▶ [WHAT IS NEEDED]: Write out the records again exactly. Nothing should be dropped.

─── RAW DATA

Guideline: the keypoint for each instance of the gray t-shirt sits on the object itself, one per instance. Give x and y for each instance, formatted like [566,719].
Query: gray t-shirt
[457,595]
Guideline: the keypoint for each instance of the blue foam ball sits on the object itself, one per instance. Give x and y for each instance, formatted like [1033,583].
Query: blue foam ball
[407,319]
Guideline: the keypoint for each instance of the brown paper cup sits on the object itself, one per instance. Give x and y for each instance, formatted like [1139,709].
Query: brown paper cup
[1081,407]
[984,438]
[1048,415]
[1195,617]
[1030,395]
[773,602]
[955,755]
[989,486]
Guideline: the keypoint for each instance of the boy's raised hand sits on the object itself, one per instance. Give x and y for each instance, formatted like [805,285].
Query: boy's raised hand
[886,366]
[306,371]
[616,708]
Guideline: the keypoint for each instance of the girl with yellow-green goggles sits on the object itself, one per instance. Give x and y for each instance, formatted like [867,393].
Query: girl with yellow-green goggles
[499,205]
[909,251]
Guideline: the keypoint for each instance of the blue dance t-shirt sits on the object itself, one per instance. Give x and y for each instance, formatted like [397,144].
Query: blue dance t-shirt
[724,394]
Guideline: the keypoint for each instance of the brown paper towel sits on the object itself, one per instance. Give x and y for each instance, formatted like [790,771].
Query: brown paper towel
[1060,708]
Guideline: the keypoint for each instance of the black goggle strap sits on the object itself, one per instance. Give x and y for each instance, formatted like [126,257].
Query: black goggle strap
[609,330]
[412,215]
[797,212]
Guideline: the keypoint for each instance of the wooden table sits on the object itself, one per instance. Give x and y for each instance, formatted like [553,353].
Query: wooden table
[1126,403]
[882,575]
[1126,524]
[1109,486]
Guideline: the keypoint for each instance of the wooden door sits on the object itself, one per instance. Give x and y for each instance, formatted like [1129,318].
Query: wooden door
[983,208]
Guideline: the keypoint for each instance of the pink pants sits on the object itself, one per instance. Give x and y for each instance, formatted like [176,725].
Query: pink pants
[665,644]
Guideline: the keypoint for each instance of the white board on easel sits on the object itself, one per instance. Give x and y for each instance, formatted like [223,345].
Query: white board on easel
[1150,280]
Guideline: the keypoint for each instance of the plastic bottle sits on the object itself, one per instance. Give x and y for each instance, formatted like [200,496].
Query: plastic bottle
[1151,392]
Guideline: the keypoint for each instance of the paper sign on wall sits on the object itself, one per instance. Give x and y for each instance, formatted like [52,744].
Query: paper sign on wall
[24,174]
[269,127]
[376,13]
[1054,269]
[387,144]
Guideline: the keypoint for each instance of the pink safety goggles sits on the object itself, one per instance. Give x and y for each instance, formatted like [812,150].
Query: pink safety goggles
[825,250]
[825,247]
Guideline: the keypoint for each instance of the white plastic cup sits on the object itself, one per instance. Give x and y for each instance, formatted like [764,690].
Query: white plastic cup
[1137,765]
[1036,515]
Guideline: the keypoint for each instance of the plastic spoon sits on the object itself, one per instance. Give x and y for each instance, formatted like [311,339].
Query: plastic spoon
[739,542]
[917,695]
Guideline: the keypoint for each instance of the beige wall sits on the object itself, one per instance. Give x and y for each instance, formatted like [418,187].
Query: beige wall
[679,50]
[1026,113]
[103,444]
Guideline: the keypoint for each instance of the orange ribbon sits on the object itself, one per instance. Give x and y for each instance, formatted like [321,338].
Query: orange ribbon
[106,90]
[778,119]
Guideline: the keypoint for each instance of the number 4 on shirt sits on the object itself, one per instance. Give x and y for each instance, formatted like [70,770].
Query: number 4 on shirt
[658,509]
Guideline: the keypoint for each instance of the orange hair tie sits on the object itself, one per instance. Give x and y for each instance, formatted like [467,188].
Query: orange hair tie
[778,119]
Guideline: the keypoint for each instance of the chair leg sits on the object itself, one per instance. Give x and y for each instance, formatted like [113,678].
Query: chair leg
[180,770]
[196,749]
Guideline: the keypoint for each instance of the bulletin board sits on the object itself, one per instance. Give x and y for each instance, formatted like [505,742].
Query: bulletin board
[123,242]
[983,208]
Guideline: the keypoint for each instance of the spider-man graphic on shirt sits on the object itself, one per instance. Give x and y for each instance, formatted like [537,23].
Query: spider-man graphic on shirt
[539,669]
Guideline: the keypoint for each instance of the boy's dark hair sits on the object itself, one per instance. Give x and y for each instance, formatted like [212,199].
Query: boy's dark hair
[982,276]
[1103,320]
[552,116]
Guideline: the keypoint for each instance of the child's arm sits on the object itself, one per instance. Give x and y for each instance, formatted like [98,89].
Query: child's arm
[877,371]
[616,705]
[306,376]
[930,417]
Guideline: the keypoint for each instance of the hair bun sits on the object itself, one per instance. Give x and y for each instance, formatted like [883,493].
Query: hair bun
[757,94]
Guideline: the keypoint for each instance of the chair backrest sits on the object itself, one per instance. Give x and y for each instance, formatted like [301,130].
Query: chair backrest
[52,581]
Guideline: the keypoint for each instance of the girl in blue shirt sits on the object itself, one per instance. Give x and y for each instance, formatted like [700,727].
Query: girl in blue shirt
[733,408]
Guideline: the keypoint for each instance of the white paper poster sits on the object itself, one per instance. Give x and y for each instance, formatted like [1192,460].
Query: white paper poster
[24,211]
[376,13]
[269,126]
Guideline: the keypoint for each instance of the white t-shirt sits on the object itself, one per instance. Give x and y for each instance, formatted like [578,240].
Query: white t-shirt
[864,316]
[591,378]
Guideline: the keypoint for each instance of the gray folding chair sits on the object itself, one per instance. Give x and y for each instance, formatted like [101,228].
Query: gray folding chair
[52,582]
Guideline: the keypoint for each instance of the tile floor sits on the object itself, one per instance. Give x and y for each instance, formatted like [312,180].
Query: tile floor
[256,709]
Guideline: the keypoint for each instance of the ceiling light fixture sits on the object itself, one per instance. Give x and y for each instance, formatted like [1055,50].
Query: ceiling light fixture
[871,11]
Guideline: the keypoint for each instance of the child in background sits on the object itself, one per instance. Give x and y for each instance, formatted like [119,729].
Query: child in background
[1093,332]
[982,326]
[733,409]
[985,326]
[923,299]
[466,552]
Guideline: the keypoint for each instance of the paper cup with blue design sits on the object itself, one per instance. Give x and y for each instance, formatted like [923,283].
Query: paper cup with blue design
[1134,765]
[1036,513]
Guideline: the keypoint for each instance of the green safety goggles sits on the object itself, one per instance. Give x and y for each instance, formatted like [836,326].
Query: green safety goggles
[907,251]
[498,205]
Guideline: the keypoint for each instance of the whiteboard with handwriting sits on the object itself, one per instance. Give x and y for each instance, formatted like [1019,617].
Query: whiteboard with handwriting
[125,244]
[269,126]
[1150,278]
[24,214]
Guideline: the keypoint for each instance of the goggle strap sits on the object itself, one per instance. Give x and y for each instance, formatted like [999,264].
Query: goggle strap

──────

▶ [REPLY TO THE TASK]:
Guideline: the keypoint for each instance of the gray t-shirt sits on the object itself, one per instance. Give x and y for each instance, formatted like [566,719].
Query: gray t-shirt
[457,595]
Guideline: the keypoint for each instance of the blue foam ball sits on the object itself, one per instance. Give x and y for each instance, formatted like [1033,583].
Query: blue foam ball
[407,319]
Guideline: the keypoint for each instance of the brown paper cup sits on the object itself, one per instance. Give x and y for each instance, formatted like [1139,709].
Query: brown paper cup
[1081,407]
[984,438]
[1048,415]
[1195,617]
[1030,395]
[773,602]
[955,755]
[989,486]
Guideline: the keypoint for each instance of the boy's raised hand sits on the object itself, one per instance. Give x and y for each instance, formatted like [805,285].
Query: boy's raised hand
[886,366]
[306,371]
[616,708]
Guideline: the keypoint for each instance of the girl with yellow-green goggles sits on the object itself, one per instance. Give x and y for each instance, formatted like [867,393].
Query: girl with yellow-green goggles
[499,205]
[909,251]
Guideline: the keypoint for each instance of the blue dance t-shirt sits on the object itself, one per instance. Give x and y for each instance, formatted like [397,144].
Query: blue dance t-shirt
[724,394]
Guideline: the keypoint for each instance of the brown paper towel sits on the object itself, one per instance. Give x and y for each instance, formatted like [790,771].
Query: brown paper towel
[1060,708]
Guideline: the keypoint for each instance of the black goggle strap sits on the object itself, one per instance. Give x and y for each instance, formatted like [126,257].
Query: black goggle strap
[609,330]
[412,215]
[797,212]
Guideline: the keypoint for each instance of the wooden table sits on the object itself, one per instance. Give x and y for each instance, formatted like [553,353].
Query: wooden table
[1126,403]
[882,575]
[1126,524]
[1109,486]
Guideline: the keypoint for each instance of the wooden door sits on the object itself, one per instance. Give x and y for each instance, formatted like [1129,318].
Query: wooden door
[983,208]
Guideline: the keypoint for each instance of the pink pants sits on the object itself, one per instance. Give x and y for each instance, formatted like [176,725].
Query: pink pants
[665,644]
Guideline: the keypoint for each instance of the white board on easel sits on the object itself, one per instance. Give x and y for each instance, formatted like [223,345].
Query: white board on easel
[1150,280]
Guideline: the keypoint for each instance of the plastic bottle sits on the object itself, one per instance. Give x and y for each instance, formatted like [200,496].
Query: plastic bottle
[1151,392]
Guideline: the keypoint for each instance of the paper sign on wall sits on the object itself, one per instance. Give x and y for each instance, formatted like [52,744].
Query: paper sign on wall
[24,174]
[269,127]
[376,13]
[1054,269]
[387,144]
Guideline: the keypoint for each instance of the pink safety goggles sits on the object itself, one per instance. Give x and y for each instance, formatted like [812,150].
Query: pink safety goggles
[825,250]
[825,247]
Guideline: the keypoint for each instance of the white plastic cup sits on the object itself, one per instance. Give x and y for each instance, formatted like [764,690].
Query: white plastic cup
[1137,765]
[1036,515]
Guideline: the keypoint for each instance of the plastic spoon sits on the object itself, one per instance. Give x and y for each instance, formatted like [311,339].
Query: plastic spoon
[739,542]
[917,695]
Guideline: the keypoint for each instance of the beige wall sits on the object itself, one per instance. Give x and y for each instance, formatted like [418,187].
Query: beige wall
[679,50]
[1026,113]
[103,444]
Guideline: the keypoint for each instance of the orange ribbon sits on the object itself, one per instance. Give x and y for each instance, formatted like [321,338].
Query: orange ribbon
[106,90]
[778,119]
Guideline: the keypoint for each instance of the number 4 on shirt sits on the object itself, one per instance. Give x and y for each instance, formatted like [70,770].
Query: number 4 on shirt
[658,509]
Guideline: the keypoint for each instance of the orange hair tie sits on the object itself, one per instance. Give x and y for each instance, formatted like [467,188].
Query: orange hair tie
[778,119]
Guideline: the keypoint for each instance of the chair leg sits on the object itself, one per instance. Give x and y for each instance, formatted like [113,678].
Query: chair leg
[180,770]
[196,749]
Guideline: the keypoint for each instance of the bulletin board sits on the object itself, one per instance. Give x and y for each instance, formatted like [505,742].
Query: bulletin board
[123,242]
[983,208]
Guideline: the keypoint for each instance of the spider-man graphic on shirt sits on the object itself, one per instance. Give x and y for each instance, formatted like [537,23].
Query: spider-man graphic on shirt
[539,669]
Guideline: the keypoint for each instance of the boy's dark hair sits on the object itself, one per instance. Give x and y for each instance, formatted like [212,199].
Query: boy's dark hair
[982,276]
[1103,320]
[552,116]
Guideline: the keypoint for each instance of the child's arm sits on the object itself, one per instance. Give x and y for each instance, formatted like [98,89].
Query: child's arm
[877,371]
[616,705]
[306,376]
[930,417]
Guideline: the keypoint for each instance of the hair bun sits on the object itself, one per instance. Give x and y for each instance, formatted like [883,493].
Query: hair bun
[757,94]
Guideline: the keypoint for each instance of the chair backrest sits on the object itself, one per instance. Give x and y for each instance, formatted like [301,130].
Query: chair backrest
[52,581]
Guideline: the keypoint for each instance of the girl in blue shirt sits on the object itself, one per instance. Give x and y for each instance, formatted like [700,727].
Query: girl in blue shirt
[733,408]
Guideline: the keypoint for each instance of the white paper poster sits on the object itself, one per instance. Give x and y for each instance, formatted like [1192,460].
Query: white paper poster
[24,211]
[376,13]
[269,126]
Guideline: the keypoint for each instance of the white t-shirt sits on the object itself, one per instance. Give x and y for each instance, formatted like [578,240].
Query: white t-shirt
[864,316]
[591,378]
Guideline: the keypoint for each instance of the gray folding chair sits on the object itself, one per instance. Give x and y for each instance, formatted like [101,228].
Query: gray folding chair
[52,582]
Guideline: the keypoint for each instance of the tile floor sits on the object itself, one per instance. Give x and y for each instance, formatted like [312,180].
Query: tile floor
[256,709]
Guideline: the keypoint for each instance of the ceiling light fixture sits on the object itself, one per instance. Give x and y for each instance, formatted like [1055,50].
Query: ceiling light fixture
[871,11]
Guideline: the keypoint for each instance of the child in background sits on the object itself, one per instance. Give x and y for each instance, formatted like [119,729].
Query: child in background
[1093,332]
[982,326]
[733,409]
[985,326]
[923,299]
[466,552]
Guideline: the keypoint for each instance of the paper cup with blue design sits on the object itself, one per instance. Give x and y for each instance, formatted like [923,283].
Query: paper cup with blue design
[1134,765]
[1036,513]
Guideline: the keypoint for each instance of the green safety goggles sits on the object itself, one per instance. Give x and y for each instance, formatted like [836,326].
Query: green safety goggles
[907,251]
[498,205]
Guideline: the keypoint for each instance of the whiteboard with handwriting sits on the object itself, one per instance. Give x and y for each instance, formatted like [1019,617].
Query: whiteboard with handwriting
[125,244]
[269,126]
[1150,278]
[24,214]
Guideline: the keypoint for each instance of the goggle strap sits on the object itself, one per instance. Give x and y for each instance, formatted like [999,264].
Query: goggle strap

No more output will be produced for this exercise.